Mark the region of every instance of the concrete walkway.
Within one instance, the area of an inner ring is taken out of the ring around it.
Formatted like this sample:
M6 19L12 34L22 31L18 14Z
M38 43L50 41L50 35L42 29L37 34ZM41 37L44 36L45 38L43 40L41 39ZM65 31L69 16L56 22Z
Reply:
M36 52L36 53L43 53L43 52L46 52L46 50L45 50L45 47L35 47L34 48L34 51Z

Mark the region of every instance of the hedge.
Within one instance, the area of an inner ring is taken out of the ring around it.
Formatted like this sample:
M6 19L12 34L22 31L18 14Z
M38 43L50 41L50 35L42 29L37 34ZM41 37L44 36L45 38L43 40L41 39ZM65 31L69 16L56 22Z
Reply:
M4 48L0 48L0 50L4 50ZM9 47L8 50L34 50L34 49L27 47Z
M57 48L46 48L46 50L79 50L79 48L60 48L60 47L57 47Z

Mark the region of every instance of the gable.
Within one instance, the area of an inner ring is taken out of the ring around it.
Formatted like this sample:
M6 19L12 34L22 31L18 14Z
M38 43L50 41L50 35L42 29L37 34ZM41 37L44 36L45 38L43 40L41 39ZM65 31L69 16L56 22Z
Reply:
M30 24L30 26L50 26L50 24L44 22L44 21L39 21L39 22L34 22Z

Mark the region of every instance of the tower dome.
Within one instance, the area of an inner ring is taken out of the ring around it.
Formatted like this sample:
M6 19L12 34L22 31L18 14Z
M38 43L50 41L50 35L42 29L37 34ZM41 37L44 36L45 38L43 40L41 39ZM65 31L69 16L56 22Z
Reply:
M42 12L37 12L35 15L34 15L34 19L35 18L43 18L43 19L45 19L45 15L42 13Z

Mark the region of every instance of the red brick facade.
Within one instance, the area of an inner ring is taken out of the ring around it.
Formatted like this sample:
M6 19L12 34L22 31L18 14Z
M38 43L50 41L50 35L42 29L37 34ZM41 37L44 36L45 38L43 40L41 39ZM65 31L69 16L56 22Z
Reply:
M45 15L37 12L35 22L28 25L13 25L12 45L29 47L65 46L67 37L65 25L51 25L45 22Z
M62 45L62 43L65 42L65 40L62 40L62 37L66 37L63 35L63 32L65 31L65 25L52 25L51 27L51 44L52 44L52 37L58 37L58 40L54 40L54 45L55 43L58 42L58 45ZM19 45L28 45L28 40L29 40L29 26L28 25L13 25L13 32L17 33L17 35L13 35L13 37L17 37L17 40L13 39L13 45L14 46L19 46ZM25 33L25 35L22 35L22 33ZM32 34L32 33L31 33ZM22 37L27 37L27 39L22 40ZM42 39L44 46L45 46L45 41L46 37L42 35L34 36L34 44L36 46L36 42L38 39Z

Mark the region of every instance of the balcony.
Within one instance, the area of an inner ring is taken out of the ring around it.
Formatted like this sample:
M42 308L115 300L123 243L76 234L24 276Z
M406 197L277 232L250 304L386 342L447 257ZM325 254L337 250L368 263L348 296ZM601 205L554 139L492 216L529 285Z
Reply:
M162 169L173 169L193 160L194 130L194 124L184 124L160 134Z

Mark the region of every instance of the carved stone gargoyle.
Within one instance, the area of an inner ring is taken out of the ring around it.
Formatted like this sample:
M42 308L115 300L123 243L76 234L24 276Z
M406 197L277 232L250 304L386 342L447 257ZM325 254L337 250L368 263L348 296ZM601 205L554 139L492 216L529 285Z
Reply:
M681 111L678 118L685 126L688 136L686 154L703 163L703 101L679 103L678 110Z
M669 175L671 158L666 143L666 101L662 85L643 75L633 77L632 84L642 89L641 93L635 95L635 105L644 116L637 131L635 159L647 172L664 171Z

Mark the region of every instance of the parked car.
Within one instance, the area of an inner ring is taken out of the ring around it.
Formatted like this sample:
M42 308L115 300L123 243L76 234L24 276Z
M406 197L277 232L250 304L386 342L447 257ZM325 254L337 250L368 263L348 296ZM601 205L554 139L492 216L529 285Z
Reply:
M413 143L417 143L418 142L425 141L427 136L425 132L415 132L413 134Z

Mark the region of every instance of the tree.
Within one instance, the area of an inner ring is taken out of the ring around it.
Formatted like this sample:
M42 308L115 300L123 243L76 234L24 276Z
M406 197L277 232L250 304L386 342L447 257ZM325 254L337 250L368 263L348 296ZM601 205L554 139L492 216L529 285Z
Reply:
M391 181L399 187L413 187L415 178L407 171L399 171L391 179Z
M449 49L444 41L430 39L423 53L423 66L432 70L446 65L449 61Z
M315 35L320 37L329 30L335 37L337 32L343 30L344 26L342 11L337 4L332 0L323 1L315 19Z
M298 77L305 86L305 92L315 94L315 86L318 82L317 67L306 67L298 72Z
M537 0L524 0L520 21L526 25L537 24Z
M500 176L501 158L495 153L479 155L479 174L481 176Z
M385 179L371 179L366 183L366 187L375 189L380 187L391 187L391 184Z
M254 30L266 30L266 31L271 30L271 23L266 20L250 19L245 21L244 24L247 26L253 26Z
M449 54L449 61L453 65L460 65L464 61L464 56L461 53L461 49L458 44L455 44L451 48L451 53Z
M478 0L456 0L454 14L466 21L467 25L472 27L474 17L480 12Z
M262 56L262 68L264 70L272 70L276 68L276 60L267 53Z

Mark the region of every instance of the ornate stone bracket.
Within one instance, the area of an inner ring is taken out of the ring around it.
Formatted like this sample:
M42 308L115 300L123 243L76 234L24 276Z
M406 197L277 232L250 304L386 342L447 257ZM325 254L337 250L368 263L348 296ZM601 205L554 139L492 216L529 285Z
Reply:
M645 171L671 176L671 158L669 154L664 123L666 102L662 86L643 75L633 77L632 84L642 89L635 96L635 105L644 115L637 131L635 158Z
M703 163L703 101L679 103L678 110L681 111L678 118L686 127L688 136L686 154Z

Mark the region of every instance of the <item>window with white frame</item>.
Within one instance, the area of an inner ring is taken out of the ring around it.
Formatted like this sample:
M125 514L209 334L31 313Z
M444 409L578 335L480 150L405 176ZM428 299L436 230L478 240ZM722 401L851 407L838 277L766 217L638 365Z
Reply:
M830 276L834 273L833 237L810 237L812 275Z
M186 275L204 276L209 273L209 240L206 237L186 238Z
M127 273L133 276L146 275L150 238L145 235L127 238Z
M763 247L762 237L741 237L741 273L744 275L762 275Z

◆ **Given request**
Return the items word for word, starting at their first line and ending at the line that contains "M30 24L30 26L50", with both of those lines included.

◆ **Answer for this exercise**
Mark the region of every instance of the concrete walkway.
Within one instance, the area of an inner ring is taken out of the ring around it.
Formatted like this sample:
M6 19L12 34L22 31L18 14Z
M38 43L50 41L50 35L42 29L37 34ZM41 37L44 36L45 38L43 40L41 39ZM65 31L69 16L56 22Z
Reply:
M36 52L36 53L43 53L43 52L46 52L46 50L45 50L45 47L35 47L34 48L34 51Z

Mark the region of every instance of the hedge.
Within one instance, the area of an inner ring is taken out of the ring around it.
Formatted like this sample:
M6 19L12 34L22 31L18 14Z
M38 43L50 41L50 35L42 29L37 34ZM41 37L44 36L45 38L43 40L41 39ZM65 31L69 16L56 22Z
Reply:
M4 48L0 48L0 50L4 50ZM9 47L8 50L34 50L34 49L27 47Z
M57 48L46 48L46 50L79 50L79 48L60 48L60 47L57 47Z

Mark the region of every instance of the gable.
Within one instance, the area of an inner ring is taken out of the ring around it.
Formatted like this sample:
M6 19L12 34L22 31L18 14Z
M38 43L50 41L50 35L42 29L37 34ZM41 37L44 36L45 38L43 40L41 39ZM65 31L69 16L56 22Z
Reply:
M30 24L30 26L50 26L50 24L44 22L44 21L39 21L39 22L34 22Z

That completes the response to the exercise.